Consegna A:
Queste affermazioni concordano con l'articolo sulla sfiducia nelle istituzioni? (i) Il commissario scelto per la Calabria è Giuseppe Zuccatelli. (ii) In Puglia i due Tar hanno deciso allo stesso modo. (iii) Governo e opposizioni dialogano. Per ognuna rispondi sì o no e cita testualmente fra virgolette le parole dell'articolo che lo stabiliscono.
Consegna B:
Sapresti proseguire l'articolo sulla sfiducia nelle istituzioni dal punto in cui si interrompe?

═══ Testo della pagina ═══

Ma se la fiducia (quella nel futuro, ma soprattutto quella nelle istituzioni) è venuta a mancare molte responsabilità ricadono sul governo, a cominciare dallo stesso ministro della Salute. Il caso della Calabria ha del clamoroso: il commissario scelto per rimpiazzare l’inadeguato ex generale Saverio Cotticelli, Giuseppe Zuccatelli, non solo è un militante della formazione politica di Speranza, ma è anche autore di un incredibile video in cui mette in dubbio il dogma dell’utilità della mascherina. Come a dire, dalla padella nella brace. E la giustificazione di Speranza (“trent’anni di carriera non si possono cancellare con un video rubato”) sembra una toppa peggiore del buco, per dirla alla veneta.



La situazione di giorno in giorno si fa più seria: la divisione del paese in tre fasce ha scontentato tutti. Governo e opposizioni non dialogano. Le regioni non si fidano più dello Stato, e viceversa. Le regioni non si fidano l’una dell’altra, e neppure dei comuni. Ciascuno sembra procedere in ordine sparso, in una babele di ordinanze in cui per il cittadino diventa difficile orientarsi. Si prenda il caso della scuola: le elementari dovrebbero rimanere aperte ovunque, e nelle regioni gialle anche le medie. I governatori di Campania e Puglia, però, le hanno chiuse tutte, d’imperio. E in Puglia due Tar, quelli di Bari e Lecce) hanno preso decisioni difformi su quesiti identici: quelli dei genitori sulla riapertura. Emiliano, per tutta risposta, ha emanato un’ordinanza che riapre le scuole, ma in modo singolare giustifica chi non se la sente di andare, con immediato invito al ritiro da parte del ministero dell’Istruzione.



Da giorni ormai la spia dell’allarme rosso si è accesa sul cruscotto di Sergio Mattarella, che sta provando a spendere tutta la sua moral suasion per far calmare gli animi, e far ripartire il dialogo istituzionale. Come un disco rotto sta ripetendo il suo invito alla coesione. Segno che la coesione non c’è.

═══ Dati forniti ═══

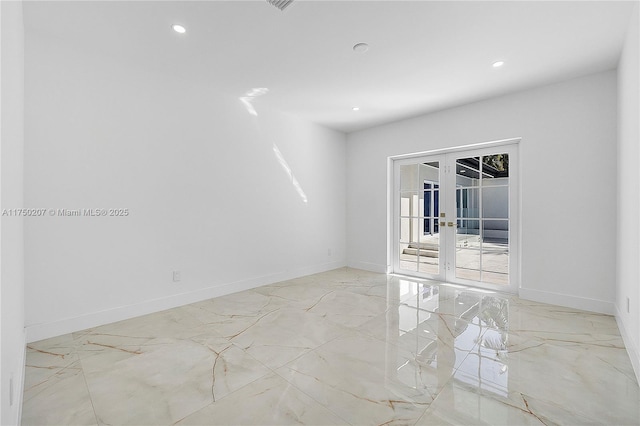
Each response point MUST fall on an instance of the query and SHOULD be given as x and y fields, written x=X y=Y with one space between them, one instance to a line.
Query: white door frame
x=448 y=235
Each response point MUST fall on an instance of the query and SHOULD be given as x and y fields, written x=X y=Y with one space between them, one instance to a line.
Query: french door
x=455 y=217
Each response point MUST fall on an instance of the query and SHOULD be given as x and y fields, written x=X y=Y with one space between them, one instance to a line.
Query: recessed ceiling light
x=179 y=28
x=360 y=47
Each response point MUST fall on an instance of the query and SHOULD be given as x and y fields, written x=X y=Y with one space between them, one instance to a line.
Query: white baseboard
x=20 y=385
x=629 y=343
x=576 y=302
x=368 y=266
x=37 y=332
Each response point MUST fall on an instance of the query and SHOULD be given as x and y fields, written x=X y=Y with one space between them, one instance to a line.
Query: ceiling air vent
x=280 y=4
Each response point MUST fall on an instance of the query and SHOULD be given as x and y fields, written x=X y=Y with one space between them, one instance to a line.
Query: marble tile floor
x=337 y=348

═══

Risposta scritta A:
(i) Sì: "il commissario scelto per rimpiazzare l’inadeguato ex generale Saverio Cotticelli, Giuseppe Zuccatelli".
(ii) No: "hanno preso decisioni difformi su quesiti identici".
(iii) No: "Governo e opposizioni non dialogano."

Risposta scritta B:
Oltre a una fitta interlocuzione con il governo, almeno tre passaggi meritano di essere sottolineati. Il primo, l’appello del giorno di Ognissanti, lanciato durante una visita a sorpresa in un cimitero bresciano, quello  a metter da parte “partigianerie, protagonismi, egoismi, per unire gli sforzi, di tutti e di ciascuno, quale che sia il suo ruolo e quali siano le sue convinzioni”. Un monito ai partiti, a smettere di litigare, solo parzialmente accolto da Conte, che il giorno successivo ha offerto un tavolo di concertazione al centrodestra, offerta giudicata tardiva, e pure con qualche ragione, visto che la quasi totale incomunicabilità prosegue ormai da marzo.

Un primo effetto delle parole di Mattarella si è comunque visto, dal momento che alle Camere, nel dibattito sull’ultimo Dpcm, sono stati approvati alcuni punti delle risoluzioni presentate dalle opposizioni. Un po’ poco, ma potrebbe essere un inizio. E (secondo punto) il colloquio con i presidenti delle Camere, Casellati e Fico, ha cercato di allargare la breccia per aprire una fase nuova, e potrebbe aprire la strada a un lavoro congiunto delle conferenze dei capigruppo dei due rami del parlamento, perché l’opposizione di una commissione bicamerale non vuol sentir parlare.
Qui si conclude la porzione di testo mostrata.